** TASK STATEMENT **
Repeat each of the rows below word for word, keeping every line unchanged.

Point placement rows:
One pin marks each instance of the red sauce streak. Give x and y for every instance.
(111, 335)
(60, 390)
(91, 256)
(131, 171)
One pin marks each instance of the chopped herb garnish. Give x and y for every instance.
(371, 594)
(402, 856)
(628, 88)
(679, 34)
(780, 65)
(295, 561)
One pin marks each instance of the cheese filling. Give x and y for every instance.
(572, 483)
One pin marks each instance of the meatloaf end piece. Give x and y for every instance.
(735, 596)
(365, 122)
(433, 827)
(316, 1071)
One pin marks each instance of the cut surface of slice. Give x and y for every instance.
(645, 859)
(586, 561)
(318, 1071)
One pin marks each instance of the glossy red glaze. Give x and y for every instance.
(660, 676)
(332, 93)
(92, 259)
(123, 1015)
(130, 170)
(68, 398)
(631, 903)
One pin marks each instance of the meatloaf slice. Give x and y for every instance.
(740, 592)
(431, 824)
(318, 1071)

** RESPONSE FOR THIS EXERCISE **
One pin marks each instance of the red sauce streak. Give x and y for every instance.
(111, 335)
(60, 390)
(91, 256)
(131, 171)
One pin marks each instance of the chopped herb garnish. Give x and y for every instance.
(371, 594)
(402, 856)
(628, 88)
(679, 34)
(780, 65)
(295, 561)
One pin marks each instance of the cheese filling. Give x and y for every instance.
(572, 483)
One pin marks each instance of the meatloaf end piece. Give x and y for every instance.
(735, 596)
(365, 122)
(433, 827)
(316, 1071)
One pin marks each instance of the cut surface of slice. Give x and y for every instance.
(645, 859)
(586, 561)
(318, 1071)
One pin marks each instance of the glossy red glaze. Give x and y for every instance.
(660, 676)
(332, 93)
(92, 259)
(123, 1015)
(130, 170)
(68, 398)
(631, 903)
One pin marks each instance of the meatloaf slice. Give x and y for every instance.
(740, 592)
(431, 824)
(318, 1071)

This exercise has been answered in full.